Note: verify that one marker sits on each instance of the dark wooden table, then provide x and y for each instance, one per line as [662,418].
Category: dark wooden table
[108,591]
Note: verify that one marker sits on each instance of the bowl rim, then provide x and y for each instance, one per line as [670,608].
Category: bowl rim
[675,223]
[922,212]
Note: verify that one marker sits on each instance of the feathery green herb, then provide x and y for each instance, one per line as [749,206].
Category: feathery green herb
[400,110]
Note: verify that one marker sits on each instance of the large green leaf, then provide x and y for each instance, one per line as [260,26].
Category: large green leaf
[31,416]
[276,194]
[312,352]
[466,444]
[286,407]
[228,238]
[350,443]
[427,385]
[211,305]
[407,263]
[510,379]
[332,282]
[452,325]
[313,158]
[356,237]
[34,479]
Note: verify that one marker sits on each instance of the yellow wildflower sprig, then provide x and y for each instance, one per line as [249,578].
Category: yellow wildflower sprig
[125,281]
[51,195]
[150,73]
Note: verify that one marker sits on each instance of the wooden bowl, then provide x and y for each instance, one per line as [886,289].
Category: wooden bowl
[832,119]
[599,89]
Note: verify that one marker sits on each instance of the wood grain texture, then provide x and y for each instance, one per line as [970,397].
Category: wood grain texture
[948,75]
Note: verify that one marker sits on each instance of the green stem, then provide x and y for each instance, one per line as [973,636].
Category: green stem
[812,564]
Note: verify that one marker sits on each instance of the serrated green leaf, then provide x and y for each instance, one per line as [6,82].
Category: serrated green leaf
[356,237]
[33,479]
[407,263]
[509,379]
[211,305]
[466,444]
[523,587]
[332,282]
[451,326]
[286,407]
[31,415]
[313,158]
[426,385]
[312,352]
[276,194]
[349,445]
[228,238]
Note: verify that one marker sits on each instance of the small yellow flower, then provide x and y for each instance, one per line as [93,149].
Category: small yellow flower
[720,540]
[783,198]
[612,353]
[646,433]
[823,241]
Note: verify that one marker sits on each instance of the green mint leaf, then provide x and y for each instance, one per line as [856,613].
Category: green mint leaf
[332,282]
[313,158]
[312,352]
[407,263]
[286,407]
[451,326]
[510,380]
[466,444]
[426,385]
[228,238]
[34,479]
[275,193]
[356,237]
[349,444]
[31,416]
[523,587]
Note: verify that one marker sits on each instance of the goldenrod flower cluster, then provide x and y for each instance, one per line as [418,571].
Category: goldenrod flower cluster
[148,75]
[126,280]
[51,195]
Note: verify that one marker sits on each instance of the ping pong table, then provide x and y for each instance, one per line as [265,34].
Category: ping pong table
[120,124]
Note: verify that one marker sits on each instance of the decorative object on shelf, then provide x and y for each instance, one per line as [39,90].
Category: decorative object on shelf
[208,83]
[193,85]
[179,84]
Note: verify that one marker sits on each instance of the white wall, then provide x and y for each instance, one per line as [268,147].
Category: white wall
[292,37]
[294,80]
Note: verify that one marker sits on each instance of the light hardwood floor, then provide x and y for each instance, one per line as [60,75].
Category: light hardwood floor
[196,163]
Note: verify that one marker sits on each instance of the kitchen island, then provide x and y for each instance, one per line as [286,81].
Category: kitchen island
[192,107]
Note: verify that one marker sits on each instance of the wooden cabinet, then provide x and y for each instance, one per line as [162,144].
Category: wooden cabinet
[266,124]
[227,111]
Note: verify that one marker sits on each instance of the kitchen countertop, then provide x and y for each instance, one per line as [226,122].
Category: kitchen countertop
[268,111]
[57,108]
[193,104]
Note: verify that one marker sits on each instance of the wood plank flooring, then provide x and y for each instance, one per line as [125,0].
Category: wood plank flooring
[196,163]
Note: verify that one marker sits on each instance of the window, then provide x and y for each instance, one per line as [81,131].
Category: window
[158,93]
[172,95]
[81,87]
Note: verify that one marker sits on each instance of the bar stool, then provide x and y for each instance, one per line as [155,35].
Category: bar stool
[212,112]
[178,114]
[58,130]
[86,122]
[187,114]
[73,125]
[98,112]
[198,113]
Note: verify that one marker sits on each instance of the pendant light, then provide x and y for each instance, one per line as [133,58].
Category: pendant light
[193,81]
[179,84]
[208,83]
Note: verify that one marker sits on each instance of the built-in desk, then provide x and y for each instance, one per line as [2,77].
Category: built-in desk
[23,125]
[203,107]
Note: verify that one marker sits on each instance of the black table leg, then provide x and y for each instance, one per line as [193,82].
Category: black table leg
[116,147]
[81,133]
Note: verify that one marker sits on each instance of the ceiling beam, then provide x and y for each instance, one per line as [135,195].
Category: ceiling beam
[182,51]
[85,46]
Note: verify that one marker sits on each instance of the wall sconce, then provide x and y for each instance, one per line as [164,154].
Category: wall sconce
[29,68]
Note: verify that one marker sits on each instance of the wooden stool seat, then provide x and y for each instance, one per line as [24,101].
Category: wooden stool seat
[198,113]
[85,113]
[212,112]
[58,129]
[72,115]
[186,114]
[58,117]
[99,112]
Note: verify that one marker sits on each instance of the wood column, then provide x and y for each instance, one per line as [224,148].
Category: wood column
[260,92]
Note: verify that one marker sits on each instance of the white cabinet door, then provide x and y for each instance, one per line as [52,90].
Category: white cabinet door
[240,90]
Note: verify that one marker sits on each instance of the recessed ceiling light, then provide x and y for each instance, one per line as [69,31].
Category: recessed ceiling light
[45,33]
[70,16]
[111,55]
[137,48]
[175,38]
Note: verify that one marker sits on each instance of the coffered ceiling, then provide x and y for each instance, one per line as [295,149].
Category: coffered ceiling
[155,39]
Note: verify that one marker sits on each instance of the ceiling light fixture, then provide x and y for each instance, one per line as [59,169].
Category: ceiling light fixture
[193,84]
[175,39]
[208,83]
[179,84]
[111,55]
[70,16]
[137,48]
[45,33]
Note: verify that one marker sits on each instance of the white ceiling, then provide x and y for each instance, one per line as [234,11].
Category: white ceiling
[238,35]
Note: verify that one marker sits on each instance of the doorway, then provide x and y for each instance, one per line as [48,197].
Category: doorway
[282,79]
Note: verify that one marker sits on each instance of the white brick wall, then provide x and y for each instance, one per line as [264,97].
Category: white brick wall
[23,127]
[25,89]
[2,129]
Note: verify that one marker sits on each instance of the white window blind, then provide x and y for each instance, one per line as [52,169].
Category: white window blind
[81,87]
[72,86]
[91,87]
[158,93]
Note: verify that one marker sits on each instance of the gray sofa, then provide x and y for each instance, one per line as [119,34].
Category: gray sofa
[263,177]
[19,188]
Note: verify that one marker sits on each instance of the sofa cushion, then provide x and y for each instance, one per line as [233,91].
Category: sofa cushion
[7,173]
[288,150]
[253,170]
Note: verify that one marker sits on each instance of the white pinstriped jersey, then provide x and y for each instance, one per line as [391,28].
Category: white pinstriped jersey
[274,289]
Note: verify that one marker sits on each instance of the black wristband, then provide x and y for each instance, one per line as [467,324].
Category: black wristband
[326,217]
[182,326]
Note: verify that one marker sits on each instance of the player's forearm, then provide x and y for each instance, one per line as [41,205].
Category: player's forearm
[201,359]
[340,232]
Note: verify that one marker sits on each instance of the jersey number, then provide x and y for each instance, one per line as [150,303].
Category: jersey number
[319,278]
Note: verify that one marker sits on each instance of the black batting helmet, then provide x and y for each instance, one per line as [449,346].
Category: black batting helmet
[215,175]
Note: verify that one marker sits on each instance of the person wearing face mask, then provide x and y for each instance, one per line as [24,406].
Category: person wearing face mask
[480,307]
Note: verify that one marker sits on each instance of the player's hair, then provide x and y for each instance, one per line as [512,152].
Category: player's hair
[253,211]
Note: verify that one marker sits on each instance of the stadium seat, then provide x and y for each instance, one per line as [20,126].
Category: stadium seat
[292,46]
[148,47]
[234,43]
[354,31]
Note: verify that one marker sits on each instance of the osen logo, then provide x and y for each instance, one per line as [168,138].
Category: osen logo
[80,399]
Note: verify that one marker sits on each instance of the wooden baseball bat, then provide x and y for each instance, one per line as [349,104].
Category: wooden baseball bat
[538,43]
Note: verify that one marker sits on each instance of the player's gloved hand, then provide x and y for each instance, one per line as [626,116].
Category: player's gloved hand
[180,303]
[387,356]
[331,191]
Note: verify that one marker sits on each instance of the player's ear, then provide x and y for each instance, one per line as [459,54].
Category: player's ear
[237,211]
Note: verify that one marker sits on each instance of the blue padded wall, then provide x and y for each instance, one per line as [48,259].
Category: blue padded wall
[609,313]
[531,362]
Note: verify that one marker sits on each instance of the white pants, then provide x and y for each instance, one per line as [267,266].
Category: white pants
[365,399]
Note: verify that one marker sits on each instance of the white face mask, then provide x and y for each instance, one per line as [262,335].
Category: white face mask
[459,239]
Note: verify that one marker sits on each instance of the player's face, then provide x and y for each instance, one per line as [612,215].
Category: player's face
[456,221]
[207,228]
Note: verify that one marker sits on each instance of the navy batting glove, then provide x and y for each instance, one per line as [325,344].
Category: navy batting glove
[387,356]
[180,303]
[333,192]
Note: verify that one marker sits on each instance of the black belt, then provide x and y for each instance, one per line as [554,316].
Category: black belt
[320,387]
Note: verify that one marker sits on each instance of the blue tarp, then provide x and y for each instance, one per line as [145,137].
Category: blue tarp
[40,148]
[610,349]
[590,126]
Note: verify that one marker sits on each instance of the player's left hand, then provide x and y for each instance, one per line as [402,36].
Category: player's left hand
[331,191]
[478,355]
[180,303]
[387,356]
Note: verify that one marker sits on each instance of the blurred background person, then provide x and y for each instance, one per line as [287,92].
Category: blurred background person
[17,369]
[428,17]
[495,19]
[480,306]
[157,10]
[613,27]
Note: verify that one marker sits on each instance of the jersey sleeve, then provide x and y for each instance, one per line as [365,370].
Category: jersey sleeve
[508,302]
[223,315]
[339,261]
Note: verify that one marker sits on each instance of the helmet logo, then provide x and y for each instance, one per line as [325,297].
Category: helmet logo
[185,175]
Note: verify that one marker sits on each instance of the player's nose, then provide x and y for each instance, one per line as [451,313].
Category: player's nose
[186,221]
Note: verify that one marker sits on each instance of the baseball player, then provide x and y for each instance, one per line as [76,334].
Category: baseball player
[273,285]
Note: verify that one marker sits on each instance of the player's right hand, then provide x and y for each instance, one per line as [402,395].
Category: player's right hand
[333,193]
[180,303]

_ _ _

## Problem
In the entries above, find the line holding "line as [125,0]." and the line holding "line as [81,131].", then retype exactly those two lines and every line between them, and nothing else.

## Answer to this exercise
Note: verify that one marker sits on each instance of the wood plank flooring, then provide x and y for each instance, one per line as [125,0].
Category: wood plank flooring
[196,163]
Note: verify that one marker sits on each instance of the window, then provide x and y for each instance, one per line as [81,131].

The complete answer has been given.